Texte fourni:
---

La chasse peut être réglée, par la commande «horizontal scale» présente dans tous les logiciels. Ne le faites pas. Jamais. Non, vraiment. En changeant la largeur des lettres (et leur hauteur aussi, d'ailleurs), vous perturbez les proportions du dessin et le résultat est toujours affreux. En vérité, un changement de 4 % est trop léger pour être perçu par l'œil humain, mais réservez ce genre de manipulations pour les rares moments où vous en aurez d'une exception pour résoudre un problème ponctuel (éviter une veuve ou un orphelin, par exemple, ou une page en fin de chapitre avec seulement deux lignes en haut). La plupart du temps, si vous travaillez bien, ces manipulation contre-nature seront inutiles.

Il n'y a aucune autre manière d'évaluer la chasse d'une fonte de d'en examiner un échantillon. C'est un facteur important du choix d'une police de caractère, qui est évoquée plus en détails dans cet article.

---

Série d'exercices:
1) D'après le texte sur la chasse des caractères, quelle commande permet de régler la chasse ?
2) Poursuivez le texte sur la chasse des caractères après sa dernière phrase.
Les enregistrements ne sont pas nécessaires.

Données enregistrées:
---

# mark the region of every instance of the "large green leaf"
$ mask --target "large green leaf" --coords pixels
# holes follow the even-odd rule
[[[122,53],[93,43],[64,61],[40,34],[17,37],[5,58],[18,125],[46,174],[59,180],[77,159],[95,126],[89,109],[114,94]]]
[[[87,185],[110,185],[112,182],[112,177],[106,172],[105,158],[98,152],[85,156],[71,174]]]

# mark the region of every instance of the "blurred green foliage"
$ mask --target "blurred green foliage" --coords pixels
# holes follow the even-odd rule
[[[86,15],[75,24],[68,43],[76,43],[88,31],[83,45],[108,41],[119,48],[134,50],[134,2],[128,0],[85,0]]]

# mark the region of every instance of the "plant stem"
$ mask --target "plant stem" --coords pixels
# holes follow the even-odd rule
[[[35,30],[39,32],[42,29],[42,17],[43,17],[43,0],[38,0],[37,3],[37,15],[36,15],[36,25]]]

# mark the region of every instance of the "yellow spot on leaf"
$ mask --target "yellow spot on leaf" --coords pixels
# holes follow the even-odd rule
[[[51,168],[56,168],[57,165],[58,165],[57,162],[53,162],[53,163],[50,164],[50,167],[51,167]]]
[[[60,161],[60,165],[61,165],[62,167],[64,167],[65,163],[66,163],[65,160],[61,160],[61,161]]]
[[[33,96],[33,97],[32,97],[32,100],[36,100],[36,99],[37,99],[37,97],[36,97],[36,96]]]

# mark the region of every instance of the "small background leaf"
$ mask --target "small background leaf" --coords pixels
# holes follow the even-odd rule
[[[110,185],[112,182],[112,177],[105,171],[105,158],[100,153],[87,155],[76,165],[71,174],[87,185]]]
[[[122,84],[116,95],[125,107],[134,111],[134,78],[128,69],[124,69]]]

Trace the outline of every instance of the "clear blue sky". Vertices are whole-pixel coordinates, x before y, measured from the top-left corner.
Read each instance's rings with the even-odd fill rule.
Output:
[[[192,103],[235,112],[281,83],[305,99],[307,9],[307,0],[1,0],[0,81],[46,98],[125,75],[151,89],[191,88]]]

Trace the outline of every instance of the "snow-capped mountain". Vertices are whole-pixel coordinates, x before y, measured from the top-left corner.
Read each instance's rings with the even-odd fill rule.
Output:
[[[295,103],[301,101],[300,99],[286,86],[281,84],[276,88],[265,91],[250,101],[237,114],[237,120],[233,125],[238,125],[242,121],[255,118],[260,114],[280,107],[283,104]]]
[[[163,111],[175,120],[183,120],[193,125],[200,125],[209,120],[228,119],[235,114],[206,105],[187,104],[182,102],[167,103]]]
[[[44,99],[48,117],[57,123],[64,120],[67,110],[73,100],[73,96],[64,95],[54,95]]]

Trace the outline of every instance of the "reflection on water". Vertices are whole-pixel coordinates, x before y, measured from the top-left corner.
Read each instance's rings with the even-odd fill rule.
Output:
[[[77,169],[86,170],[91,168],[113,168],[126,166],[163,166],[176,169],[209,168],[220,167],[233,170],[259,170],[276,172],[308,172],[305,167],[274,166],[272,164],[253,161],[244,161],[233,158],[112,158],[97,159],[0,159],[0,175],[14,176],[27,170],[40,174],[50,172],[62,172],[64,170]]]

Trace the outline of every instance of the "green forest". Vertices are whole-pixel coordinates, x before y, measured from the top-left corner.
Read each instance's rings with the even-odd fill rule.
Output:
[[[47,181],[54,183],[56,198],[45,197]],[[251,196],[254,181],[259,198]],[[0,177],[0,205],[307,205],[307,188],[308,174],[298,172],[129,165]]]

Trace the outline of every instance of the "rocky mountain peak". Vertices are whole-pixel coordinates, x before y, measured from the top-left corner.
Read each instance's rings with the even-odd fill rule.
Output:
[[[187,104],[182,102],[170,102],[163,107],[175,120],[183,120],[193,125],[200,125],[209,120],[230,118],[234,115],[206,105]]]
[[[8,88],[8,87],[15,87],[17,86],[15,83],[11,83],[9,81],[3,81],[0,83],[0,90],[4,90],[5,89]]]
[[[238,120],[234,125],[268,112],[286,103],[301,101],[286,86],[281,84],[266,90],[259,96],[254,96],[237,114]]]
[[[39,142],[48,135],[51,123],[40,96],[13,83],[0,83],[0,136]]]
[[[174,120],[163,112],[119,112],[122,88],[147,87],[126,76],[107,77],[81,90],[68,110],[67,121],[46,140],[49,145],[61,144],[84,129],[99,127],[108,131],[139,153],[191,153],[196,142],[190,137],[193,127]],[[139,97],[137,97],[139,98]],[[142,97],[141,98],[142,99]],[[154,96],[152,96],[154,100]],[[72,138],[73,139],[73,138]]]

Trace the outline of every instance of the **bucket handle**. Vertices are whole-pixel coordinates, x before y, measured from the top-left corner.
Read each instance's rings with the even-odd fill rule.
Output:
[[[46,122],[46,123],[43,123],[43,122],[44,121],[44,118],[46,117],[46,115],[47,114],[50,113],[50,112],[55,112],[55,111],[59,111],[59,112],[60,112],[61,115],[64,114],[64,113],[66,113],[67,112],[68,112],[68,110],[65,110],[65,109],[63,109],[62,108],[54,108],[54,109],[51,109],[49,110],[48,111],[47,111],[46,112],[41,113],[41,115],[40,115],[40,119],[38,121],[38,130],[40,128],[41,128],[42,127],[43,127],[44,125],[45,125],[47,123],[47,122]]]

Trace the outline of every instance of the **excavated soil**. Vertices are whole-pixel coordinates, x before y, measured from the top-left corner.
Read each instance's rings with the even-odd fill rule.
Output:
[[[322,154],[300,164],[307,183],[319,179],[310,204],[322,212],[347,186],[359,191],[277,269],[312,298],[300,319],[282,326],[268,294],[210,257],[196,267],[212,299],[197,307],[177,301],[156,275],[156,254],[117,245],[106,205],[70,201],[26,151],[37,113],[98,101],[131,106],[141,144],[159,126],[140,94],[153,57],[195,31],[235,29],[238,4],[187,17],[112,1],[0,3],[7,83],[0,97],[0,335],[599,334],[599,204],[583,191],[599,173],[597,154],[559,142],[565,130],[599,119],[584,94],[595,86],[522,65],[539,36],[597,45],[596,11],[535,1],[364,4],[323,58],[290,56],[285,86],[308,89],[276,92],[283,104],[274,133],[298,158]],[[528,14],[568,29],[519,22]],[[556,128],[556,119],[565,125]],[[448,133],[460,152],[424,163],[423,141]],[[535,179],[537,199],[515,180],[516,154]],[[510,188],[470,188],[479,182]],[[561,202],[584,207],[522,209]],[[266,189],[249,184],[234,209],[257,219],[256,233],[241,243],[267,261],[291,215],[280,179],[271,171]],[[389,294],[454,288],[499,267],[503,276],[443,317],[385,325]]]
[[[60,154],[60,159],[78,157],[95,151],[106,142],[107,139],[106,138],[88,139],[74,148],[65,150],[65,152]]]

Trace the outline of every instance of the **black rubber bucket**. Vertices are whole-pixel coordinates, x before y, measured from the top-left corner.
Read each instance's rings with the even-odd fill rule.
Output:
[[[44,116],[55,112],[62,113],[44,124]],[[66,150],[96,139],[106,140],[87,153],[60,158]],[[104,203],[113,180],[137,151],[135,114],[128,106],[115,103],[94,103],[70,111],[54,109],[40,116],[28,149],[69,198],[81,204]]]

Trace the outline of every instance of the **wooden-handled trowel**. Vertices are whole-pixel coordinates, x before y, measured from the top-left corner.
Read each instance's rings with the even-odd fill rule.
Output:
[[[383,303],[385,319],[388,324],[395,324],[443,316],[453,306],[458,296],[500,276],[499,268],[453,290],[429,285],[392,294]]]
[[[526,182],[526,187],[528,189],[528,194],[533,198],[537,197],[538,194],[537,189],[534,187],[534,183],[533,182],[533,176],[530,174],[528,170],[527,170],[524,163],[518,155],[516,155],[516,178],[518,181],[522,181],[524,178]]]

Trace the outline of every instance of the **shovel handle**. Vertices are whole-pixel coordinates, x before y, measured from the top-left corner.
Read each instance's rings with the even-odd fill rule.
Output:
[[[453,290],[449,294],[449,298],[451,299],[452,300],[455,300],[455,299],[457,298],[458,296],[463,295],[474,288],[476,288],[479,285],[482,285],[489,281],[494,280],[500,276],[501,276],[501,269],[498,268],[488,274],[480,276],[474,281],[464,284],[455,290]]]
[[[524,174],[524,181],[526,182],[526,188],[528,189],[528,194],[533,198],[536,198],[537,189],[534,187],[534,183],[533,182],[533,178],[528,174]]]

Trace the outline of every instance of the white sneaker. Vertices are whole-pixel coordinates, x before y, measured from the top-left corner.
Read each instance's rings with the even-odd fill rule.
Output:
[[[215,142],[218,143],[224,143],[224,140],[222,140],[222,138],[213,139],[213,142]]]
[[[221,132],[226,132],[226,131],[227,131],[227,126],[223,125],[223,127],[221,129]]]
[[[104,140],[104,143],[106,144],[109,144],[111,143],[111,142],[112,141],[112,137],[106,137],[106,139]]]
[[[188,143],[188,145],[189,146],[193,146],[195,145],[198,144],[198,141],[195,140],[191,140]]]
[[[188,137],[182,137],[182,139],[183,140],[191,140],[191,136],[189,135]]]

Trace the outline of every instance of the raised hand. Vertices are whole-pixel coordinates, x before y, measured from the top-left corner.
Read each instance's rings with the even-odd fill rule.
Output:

---

Réponses par exercice:
1) La commande « horizontal scale ».

2)
L'œil de la lettre et la hauteur x

Voici deux notions très différentes, mais reliées.

L'œil désigne la couverture d'encre d'un caractère. Un caractère à l'œil plus important paraît plus massif. L'œil varie selon la lettre et la graisse et elle est à peu près impossible à mesurer. On l'évalue au coup d'œil.

La hauteur d'x est la hauteur d'une lettre sans jambage, comme par exemple le «x» minuscule, d'où son nom. C'est une mesure objective facile à mesurer.

Ces deux notions forts différentes sont souvent confondues parce qu'une police à forte hauteur d'x tend à comporter un œil plus important.

De manière générale, vous n'aurez pas besoin de vous préoccuper de ces notions. Ce sont des mots, essentiels pour décrire les lettres et les comparer entre elles, et ils expriment des notions que vous devez connaître afin de choisir votre police et son corps de manière éclairée, mais vous n'en verrez presque jamais de mention dans votre logiciel de mise en pages.

L'approche (tracking et kerning)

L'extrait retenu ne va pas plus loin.